Action item: Search the entries below for "sheep" and copy each matching line.

Source information:
Start of Block

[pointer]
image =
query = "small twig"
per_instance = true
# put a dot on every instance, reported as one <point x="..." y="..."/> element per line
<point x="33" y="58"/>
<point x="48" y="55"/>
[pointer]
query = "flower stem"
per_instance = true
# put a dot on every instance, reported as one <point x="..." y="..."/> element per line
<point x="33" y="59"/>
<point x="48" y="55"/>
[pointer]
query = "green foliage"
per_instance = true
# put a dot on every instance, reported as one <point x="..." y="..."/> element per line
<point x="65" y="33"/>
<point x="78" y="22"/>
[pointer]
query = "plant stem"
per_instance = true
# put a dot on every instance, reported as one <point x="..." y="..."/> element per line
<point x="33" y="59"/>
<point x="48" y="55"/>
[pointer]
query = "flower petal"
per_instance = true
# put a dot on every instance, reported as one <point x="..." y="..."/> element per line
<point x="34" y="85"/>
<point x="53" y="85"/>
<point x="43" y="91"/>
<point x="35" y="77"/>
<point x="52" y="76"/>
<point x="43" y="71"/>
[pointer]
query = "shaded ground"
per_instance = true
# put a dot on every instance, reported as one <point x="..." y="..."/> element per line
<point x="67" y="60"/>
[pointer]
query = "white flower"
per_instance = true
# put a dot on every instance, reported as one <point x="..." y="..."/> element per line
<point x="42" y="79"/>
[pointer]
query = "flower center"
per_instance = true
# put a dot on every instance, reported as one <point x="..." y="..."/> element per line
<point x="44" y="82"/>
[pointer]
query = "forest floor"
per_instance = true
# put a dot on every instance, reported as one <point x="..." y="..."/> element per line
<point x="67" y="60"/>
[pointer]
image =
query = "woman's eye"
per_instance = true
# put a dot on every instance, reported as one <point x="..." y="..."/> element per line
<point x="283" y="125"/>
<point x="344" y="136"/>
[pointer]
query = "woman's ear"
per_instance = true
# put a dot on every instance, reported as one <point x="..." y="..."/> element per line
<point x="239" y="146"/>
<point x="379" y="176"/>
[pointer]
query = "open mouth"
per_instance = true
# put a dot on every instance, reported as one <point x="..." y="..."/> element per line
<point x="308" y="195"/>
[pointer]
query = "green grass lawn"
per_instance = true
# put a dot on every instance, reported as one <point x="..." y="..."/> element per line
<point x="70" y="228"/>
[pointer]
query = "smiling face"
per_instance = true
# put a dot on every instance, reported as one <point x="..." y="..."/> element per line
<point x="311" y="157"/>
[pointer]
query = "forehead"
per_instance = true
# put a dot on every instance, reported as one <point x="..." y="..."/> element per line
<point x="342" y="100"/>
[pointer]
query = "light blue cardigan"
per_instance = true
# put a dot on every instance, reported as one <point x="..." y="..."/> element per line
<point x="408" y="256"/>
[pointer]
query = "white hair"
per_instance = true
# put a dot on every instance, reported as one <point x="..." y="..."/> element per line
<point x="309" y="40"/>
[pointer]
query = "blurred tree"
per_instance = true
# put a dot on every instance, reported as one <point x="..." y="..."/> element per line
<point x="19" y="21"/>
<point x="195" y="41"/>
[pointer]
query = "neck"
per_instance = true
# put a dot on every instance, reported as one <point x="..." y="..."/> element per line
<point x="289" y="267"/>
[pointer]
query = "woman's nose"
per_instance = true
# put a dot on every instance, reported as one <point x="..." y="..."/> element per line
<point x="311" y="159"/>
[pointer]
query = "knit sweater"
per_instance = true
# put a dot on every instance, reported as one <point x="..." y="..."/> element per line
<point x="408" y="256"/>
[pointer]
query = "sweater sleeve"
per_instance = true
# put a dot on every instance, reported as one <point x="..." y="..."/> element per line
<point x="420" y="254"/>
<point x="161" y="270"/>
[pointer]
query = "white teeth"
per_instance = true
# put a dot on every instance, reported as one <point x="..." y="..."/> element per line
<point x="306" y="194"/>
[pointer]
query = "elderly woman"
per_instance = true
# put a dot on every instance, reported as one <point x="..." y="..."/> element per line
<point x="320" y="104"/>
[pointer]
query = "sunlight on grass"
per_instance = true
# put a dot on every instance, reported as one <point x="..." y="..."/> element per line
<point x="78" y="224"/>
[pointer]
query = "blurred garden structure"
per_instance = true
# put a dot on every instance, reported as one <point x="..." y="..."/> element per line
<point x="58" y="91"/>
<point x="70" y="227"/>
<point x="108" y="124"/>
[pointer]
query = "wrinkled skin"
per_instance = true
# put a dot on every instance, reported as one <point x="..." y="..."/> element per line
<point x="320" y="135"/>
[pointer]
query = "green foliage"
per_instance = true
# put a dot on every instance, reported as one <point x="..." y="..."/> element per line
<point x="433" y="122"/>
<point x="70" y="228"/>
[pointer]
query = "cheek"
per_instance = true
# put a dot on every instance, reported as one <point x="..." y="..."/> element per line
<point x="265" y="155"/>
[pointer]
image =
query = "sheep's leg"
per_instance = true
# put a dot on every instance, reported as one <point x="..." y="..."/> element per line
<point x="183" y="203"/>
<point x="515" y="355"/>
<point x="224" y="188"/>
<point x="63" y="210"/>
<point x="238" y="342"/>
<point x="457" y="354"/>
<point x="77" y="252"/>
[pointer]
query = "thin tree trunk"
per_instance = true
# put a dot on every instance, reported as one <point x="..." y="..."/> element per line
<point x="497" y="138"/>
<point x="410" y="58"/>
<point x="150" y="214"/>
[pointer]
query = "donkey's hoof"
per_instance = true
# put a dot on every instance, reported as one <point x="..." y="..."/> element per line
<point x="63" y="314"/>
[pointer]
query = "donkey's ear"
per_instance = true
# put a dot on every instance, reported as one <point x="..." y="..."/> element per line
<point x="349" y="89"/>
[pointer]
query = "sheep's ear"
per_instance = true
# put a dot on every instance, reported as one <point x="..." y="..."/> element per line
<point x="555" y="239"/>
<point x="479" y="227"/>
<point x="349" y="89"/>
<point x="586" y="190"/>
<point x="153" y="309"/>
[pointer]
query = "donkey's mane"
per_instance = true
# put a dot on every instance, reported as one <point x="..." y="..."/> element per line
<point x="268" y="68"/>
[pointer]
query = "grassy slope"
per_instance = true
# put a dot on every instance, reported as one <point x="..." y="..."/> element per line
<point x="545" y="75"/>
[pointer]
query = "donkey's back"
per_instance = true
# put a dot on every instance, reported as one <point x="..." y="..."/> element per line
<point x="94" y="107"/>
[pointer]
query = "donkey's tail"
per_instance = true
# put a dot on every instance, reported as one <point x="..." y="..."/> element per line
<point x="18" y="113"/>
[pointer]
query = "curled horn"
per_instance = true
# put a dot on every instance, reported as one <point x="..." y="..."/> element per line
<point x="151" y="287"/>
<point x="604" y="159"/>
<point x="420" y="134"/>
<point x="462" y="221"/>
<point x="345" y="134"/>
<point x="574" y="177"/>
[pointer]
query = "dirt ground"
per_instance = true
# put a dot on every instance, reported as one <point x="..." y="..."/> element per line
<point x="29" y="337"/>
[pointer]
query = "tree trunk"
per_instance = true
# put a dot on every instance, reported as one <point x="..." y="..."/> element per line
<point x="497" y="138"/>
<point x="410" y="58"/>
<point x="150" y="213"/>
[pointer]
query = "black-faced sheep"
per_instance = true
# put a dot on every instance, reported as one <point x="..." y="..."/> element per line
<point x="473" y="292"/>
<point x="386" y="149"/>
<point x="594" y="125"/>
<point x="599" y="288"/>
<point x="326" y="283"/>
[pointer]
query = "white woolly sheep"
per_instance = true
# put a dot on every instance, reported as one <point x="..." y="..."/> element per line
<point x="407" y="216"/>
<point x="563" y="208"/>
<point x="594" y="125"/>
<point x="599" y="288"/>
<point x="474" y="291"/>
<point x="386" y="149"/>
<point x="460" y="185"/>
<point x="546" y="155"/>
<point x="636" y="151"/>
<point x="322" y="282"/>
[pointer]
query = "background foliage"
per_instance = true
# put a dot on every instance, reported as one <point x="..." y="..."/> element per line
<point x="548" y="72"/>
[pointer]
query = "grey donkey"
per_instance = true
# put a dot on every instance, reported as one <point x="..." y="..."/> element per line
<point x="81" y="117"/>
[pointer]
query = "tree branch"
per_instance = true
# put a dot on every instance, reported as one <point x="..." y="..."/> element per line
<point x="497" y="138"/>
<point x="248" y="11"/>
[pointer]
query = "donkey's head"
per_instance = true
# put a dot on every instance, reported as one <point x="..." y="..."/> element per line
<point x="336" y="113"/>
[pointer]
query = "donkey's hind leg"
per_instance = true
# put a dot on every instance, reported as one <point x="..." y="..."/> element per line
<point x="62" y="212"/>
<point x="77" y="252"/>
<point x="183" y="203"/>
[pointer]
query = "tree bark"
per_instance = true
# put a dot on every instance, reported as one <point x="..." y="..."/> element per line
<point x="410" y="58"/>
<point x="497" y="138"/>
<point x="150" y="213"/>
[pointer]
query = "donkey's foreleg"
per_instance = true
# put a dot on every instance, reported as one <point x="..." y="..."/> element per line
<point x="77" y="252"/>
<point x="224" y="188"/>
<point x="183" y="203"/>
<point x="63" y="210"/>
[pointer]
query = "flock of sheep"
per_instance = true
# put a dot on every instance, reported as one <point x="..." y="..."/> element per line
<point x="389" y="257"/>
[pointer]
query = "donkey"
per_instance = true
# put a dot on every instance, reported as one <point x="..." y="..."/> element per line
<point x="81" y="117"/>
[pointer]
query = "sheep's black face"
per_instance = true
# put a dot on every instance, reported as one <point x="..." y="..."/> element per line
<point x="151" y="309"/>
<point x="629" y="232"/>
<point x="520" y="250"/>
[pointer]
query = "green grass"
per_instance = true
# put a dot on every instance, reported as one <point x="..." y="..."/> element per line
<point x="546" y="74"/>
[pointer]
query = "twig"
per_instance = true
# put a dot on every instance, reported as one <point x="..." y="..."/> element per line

End of Block

Solution to this task:
query = "sheep's leg"
query = "sheep's ear"
query = "black-faced sheep"
query = "white woolly sheep"
query = "flock of sheep"
query = "sheep's black face"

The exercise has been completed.